> [TASK TO CARRY OUT]:
Print all of the records. Exclude the images.

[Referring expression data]
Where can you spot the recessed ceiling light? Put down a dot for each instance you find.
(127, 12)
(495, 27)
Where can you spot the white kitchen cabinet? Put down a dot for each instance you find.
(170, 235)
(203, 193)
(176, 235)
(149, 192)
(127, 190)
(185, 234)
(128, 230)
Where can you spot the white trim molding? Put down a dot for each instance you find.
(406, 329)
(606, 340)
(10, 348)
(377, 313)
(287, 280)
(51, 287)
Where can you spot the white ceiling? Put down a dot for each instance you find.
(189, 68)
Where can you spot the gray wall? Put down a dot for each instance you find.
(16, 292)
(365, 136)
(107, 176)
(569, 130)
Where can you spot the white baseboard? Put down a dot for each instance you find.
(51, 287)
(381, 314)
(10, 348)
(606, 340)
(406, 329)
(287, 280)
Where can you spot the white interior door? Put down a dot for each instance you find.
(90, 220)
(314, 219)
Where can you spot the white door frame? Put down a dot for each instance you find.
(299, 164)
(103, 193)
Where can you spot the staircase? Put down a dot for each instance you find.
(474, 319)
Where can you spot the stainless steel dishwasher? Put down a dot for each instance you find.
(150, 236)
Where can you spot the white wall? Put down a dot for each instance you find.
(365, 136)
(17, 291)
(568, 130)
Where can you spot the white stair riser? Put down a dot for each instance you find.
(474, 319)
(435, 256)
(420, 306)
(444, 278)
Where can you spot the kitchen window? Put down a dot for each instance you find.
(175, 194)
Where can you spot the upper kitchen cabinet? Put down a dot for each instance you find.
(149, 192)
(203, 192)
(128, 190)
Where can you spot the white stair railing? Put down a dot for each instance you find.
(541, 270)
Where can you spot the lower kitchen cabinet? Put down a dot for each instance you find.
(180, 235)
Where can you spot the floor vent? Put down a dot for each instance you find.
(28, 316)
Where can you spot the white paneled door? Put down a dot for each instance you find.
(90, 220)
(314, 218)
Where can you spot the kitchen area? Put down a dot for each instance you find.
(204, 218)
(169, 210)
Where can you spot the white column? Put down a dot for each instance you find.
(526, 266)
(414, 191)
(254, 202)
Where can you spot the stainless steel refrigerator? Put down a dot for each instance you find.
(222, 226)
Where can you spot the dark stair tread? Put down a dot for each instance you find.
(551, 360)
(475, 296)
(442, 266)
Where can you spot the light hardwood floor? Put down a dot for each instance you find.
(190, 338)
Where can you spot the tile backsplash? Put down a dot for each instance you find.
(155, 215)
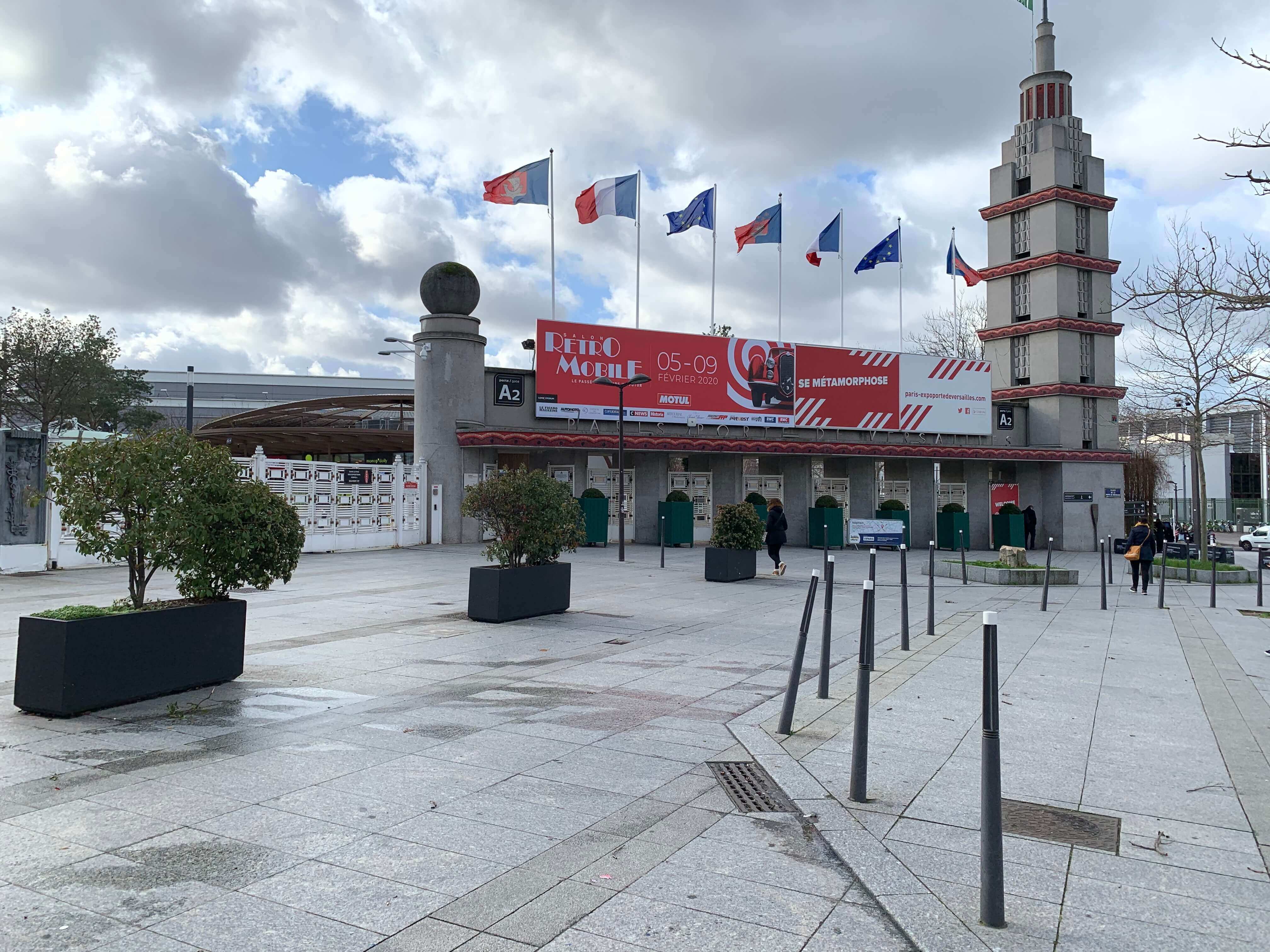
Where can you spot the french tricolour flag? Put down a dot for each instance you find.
(828, 242)
(609, 197)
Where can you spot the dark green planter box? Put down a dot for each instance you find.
(821, 522)
(947, 526)
(595, 513)
(1008, 531)
(902, 514)
(679, 522)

> [EXPECTED ANSWER]:
Where can you spot the recessed ceiling light? Put down a dot for each instance you find.
(127, 12)
(495, 27)
Where can you spot the white kitchen cabinet? Put down a dot for each instance you find.
(170, 235)
(203, 193)
(176, 235)
(149, 192)
(127, 190)
(185, 234)
(128, 230)
Where can you spot the white trim molding? Put down a dot for each instance you find.
(406, 329)
(606, 340)
(10, 348)
(377, 313)
(287, 280)
(51, 287)
Where can you spot the white ceiling? Put down a dot for each instance you find.
(189, 68)
Where can you spot the gray wall? Put down a dot for each instance you find.
(16, 292)
(365, 136)
(107, 176)
(569, 130)
Where can you spot the white baseboard? Put down a dot for each instance you find.
(51, 287)
(381, 314)
(10, 348)
(606, 340)
(406, 329)
(287, 280)
Where can you spot the white interior door? Put down a dot for each instance you find.
(90, 220)
(314, 219)
Where can you spot the white door frame? Put down a dot for each instance you find.
(299, 164)
(103, 193)
Where can you spot the staircase? Put down a dot for each instance you find.
(474, 319)
Where can you spot the stainless steel dishwasher? Put down a dot for each instance you find.
(150, 236)
Where can you spot the white wall? Put down a dot for each instance you find.
(365, 136)
(17, 291)
(568, 130)
Where can you spot the white stair riser? Put down a dot for each instance you find.
(474, 319)
(435, 256)
(420, 306)
(444, 278)
Where can you spot the kitchen window? Put down a dot for each instance you find.
(175, 194)
Where can you spot the upper kitchen cabinet? Put down a dot for each instance you find.
(149, 192)
(203, 192)
(128, 190)
Where can you spot the white stair railing? Put down a dot for each instance you find.
(541, 270)
Where can you spot the lower kitchen cabinet? Put down a dot for each instance you find.
(180, 235)
Where can you spot the floor vent? Put down a dot for each instance you find.
(28, 316)
Where can you spot the white paneled door? Put down a dot for each instance you find.
(90, 220)
(314, 218)
Where can you spot the kitchen area? Put down a dot for each instance you find.
(204, 218)
(169, 210)
Where can you spot the white column? Put down a dot for each instance you find.
(526, 266)
(414, 191)
(254, 202)
Where can you spot the stainless steel refrigerator? Put down a dot for each instance you find.
(222, 226)
Where can you spot the dark stair tread? Put down a dot for each instance you find.
(551, 360)
(475, 296)
(442, 266)
Where can you spot the light hardwood floor? Put down a dot for each instance you find.
(190, 338)
Where can you spot the tile backsplash? Put down a dot for each instance you find.
(155, 215)
Where can you spot the french tricolour flag? Put down a dot for each instance you find.
(828, 242)
(609, 197)
Where can you spot the dark green planter box? Put down a dot for each instance you find.
(821, 522)
(947, 526)
(595, 513)
(1008, 531)
(902, 514)
(679, 522)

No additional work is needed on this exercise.